[Exercise]:
Will you quote only the lines starting at the one that contains "one marker per instance, written like [416,545]" and ending with the last line of the listing below, inclusive?

[Data]:
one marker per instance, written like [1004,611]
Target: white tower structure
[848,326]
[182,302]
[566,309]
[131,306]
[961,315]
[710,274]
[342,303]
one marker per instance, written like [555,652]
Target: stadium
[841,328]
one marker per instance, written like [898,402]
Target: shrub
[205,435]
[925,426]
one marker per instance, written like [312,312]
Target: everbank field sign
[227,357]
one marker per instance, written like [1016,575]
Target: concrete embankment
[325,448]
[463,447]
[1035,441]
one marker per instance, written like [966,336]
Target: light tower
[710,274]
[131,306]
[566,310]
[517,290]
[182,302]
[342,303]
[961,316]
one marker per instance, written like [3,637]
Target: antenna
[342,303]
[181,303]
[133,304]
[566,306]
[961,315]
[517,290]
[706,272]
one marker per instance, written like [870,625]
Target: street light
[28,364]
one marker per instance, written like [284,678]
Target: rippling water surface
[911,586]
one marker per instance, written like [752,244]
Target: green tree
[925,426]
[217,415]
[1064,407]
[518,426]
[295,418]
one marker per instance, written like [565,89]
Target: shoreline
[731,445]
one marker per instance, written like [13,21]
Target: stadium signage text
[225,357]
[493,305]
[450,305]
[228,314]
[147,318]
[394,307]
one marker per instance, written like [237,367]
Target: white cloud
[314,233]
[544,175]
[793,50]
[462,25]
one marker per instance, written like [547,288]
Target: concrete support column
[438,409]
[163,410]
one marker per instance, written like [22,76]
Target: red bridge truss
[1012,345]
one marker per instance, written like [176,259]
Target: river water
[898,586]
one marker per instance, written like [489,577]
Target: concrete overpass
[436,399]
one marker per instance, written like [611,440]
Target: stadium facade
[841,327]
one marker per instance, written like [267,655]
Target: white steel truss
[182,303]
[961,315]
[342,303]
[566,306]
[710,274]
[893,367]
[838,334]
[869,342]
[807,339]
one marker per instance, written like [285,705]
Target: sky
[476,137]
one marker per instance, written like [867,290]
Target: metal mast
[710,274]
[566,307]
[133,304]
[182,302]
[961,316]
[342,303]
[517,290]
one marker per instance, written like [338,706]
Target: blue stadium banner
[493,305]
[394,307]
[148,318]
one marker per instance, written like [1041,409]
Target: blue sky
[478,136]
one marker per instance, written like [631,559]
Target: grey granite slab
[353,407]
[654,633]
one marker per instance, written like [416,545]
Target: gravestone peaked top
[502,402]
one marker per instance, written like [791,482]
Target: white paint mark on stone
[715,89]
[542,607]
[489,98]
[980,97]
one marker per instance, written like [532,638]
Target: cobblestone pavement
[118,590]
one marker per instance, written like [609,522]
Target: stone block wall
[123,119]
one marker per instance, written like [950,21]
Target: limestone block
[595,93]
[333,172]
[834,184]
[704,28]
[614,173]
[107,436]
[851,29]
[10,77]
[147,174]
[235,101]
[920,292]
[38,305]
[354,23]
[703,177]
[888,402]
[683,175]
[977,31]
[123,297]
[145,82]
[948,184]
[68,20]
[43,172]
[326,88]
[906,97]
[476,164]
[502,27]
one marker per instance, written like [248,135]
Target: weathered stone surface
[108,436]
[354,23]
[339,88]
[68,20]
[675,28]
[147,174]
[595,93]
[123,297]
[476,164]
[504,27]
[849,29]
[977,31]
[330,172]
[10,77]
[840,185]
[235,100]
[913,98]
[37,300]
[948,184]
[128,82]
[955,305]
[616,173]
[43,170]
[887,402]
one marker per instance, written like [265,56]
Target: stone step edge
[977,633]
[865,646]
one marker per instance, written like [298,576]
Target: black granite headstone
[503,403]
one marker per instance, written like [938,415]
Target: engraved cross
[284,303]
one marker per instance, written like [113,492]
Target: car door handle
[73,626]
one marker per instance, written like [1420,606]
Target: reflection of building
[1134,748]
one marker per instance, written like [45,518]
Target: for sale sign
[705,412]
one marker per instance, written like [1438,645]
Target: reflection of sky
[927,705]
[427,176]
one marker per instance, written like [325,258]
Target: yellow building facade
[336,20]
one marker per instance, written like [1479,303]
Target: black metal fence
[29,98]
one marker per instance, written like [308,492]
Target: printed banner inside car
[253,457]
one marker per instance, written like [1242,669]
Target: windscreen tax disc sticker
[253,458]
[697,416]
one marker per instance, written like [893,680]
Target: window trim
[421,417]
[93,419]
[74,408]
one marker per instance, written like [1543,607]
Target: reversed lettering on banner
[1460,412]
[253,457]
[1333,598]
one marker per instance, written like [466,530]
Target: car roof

[Response to this task]:
one marker per instance, written like [416,545]
Target: gravestone peaked top
[502,402]
one marker per instance, written like [791,482]
Target: white paint mark on stone
[715,89]
[542,607]
[489,98]
[980,97]
one marker per instance, written like [532,638]
Target: cobblestone pavement
[118,590]
one marker per instance, written like [609,522]
Target: stone block wall
[123,119]
one marker per instance, written like [950,21]
Target: limestone block
[595,93]
[333,172]
[834,184]
[704,28]
[614,173]
[107,436]
[851,29]
[10,77]
[147,174]
[235,101]
[920,292]
[38,305]
[354,23]
[703,177]
[888,402]
[683,175]
[977,31]
[123,297]
[145,82]
[948,184]
[68,20]
[43,172]
[326,88]
[906,97]
[476,164]
[502,27]
one marker per instance, written like [248,135]
Target: weathered stone surface
[108,436]
[354,23]
[339,88]
[68,20]
[675,28]
[147,174]
[595,93]
[123,297]
[476,164]
[504,27]
[849,29]
[977,31]
[330,172]
[10,77]
[840,185]
[235,100]
[913,98]
[37,300]
[948,184]
[128,82]
[955,305]
[616,173]
[43,170]
[887,402]
one marker per instance, written like [265,56]
Target: stone step edge
[977,633]
[865,646]
one marker per instance, written like [298,576]
Target: black granite headstone
[503,403]
one marker per instance, written like [938,415]
Target: engraved cross
[284,303]
one marker per instance, written like [113,492]
Target: car door handle
[73,626]
one marker per instance, written like [1420,606]
Target: reflection of building
[1134,748]
one marker per instance, written like [45,518]
Target: for sale sign
[705,412]
one marker per instance, written like [1438,645]
Target: reflection of sky
[927,705]
[427,176]
one marker per instance, written like [325,258]
Target: yellow building facade
[336,20]
one marker per instance, written like [1479,303]
Target: black metal fence
[29,98]
one marker per instance, written like [308,492]
Target: printed banner inside car
[253,457]
one marker per instance, written like [1242,669]
Target: windscreen tax disc sticker
[253,458]
[697,416]
one marker per instance, written like [893,680]
Target: window trim
[421,417]
[93,419]
[74,408]
one marker per instance, written like [1543,607]
Target: reversed lettering on banner
[1460,412]
[253,457]
[1333,598]
one marker per instance, written like [466,530]
Target: car roof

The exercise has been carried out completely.